* GOAL: Copy exactly the run of lines that begins at the line with "Practice step: find the orange" and ends at the final line of the entries.

* INFORMATION PROVIDED:
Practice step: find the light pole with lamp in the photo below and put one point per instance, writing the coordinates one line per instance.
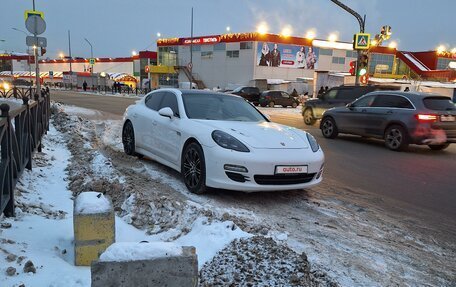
(91, 57)
(28, 53)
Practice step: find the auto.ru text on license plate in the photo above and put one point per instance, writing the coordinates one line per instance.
(284, 169)
(447, 118)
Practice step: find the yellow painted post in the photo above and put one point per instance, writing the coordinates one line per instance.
(94, 227)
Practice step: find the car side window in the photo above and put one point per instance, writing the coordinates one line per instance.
(364, 101)
(169, 100)
(331, 95)
(153, 100)
(392, 101)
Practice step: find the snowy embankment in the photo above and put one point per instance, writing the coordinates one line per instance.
(36, 247)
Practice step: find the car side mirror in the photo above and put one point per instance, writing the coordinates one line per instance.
(166, 112)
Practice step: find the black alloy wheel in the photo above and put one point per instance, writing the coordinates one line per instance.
(308, 117)
(396, 138)
(329, 128)
(193, 168)
(128, 138)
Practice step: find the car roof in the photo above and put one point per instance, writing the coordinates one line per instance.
(410, 95)
(184, 92)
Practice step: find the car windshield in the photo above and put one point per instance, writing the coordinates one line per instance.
(237, 89)
(439, 104)
(220, 107)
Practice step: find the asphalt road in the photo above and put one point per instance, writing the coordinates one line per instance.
(419, 178)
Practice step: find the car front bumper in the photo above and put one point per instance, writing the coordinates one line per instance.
(261, 165)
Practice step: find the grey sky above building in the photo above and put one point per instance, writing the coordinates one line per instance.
(117, 27)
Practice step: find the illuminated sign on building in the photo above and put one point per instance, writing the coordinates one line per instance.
(202, 40)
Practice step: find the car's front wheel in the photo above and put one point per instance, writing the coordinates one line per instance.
(193, 168)
(308, 117)
(438, 147)
(396, 138)
(128, 138)
(329, 128)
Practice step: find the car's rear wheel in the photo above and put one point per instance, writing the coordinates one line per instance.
(438, 147)
(329, 128)
(396, 138)
(308, 117)
(128, 138)
(193, 168)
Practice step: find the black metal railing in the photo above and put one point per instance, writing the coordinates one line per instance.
(22, 126)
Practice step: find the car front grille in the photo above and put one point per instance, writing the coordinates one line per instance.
(283, 179)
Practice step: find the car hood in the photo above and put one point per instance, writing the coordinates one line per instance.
(262, 135)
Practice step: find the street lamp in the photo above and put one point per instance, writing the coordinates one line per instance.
(29, 62)
(91, 57)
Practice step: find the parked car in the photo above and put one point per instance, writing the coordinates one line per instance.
(251, 94)
(220, 141)
(313, 109)
(400, 118)
(272, 98)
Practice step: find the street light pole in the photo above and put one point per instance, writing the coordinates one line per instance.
(91, 56)
(362, 22)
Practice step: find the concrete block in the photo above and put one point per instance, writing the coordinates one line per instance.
(165, 271)
(94, 227)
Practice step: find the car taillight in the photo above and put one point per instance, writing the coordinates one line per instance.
(426, 118)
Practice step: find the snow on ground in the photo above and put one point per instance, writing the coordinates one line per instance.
(42, 232)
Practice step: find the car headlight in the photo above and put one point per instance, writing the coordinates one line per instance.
(313, 142)
(228, 141)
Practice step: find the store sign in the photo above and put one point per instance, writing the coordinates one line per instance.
(287, 56)
(202, 40)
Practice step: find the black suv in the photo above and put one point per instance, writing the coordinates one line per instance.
(313, 109)
(251, 94)
(272, 98)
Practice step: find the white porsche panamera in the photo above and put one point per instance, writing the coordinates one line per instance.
(220, 141)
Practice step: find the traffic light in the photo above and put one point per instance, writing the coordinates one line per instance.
(363, 64)
(352, 68)
(386, 32)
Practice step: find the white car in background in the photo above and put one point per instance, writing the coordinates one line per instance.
(220, 141)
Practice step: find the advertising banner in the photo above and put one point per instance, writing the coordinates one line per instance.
(287, 56)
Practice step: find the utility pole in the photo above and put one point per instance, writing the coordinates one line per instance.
(69, 50)
(29, 59)
(362, 22)
(191, 52)
(37, 67)
(91, 66)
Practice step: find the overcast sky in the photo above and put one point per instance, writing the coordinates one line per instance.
(116, 27)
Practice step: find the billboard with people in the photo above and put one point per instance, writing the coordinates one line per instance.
(287, 56)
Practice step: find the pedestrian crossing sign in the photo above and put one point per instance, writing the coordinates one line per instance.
(361, 41)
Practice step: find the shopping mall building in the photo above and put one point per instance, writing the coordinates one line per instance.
(247, 58)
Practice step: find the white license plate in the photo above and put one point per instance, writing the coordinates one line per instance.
(444, 118)
(284, 169)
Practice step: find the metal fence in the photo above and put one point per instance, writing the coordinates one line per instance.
(21, 130)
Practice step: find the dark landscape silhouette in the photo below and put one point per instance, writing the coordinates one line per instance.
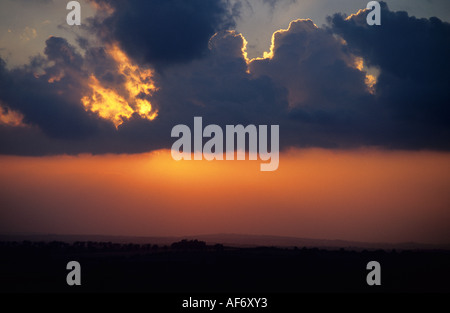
(192, 265)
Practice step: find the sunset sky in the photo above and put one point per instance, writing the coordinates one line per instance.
(86, 114)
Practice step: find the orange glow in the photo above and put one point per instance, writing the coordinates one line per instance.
(111, 105)
(11, 118)
(271, 53)
(362, 195)
(371, 79)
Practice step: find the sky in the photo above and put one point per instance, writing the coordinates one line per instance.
(86, 114)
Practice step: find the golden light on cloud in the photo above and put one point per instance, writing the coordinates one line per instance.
(371, 78)
(9, 117)
(115, 106)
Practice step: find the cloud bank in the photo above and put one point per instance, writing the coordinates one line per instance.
(345, 85)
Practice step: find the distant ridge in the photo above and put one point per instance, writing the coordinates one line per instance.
(230, 240)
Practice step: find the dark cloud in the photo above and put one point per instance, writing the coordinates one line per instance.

* THE COMPLETED TASK:
Practice step: find the orange glow in the photo above and put one point per instance, writing the coordinates one line per instance.
(111, 105)
(11, 118)
(271, 53)
(362, 195)
(371, 79)
Practice step: find the sky in the photo above and put one point per instance, writing the coordinates one line per instance.
(86, 114)
Practice step: find the golden light on cloud in the photo above and put one point per instance, writing the coordinates one line per instance.
(371, 78)
(9, 117)
(115, 106)
Practice step: find the cloud bank in the photo above and put one point per instance, writing the coordinates one line per instance.
(345, 85)
Practice step: find the distant ridge in the photo above and put one point per instance, writing the coordinates one line per instance.
(230, 240)
Practice step: find the dark cloud in the photo above and put one point per instance, writing the coordinates one line per instance.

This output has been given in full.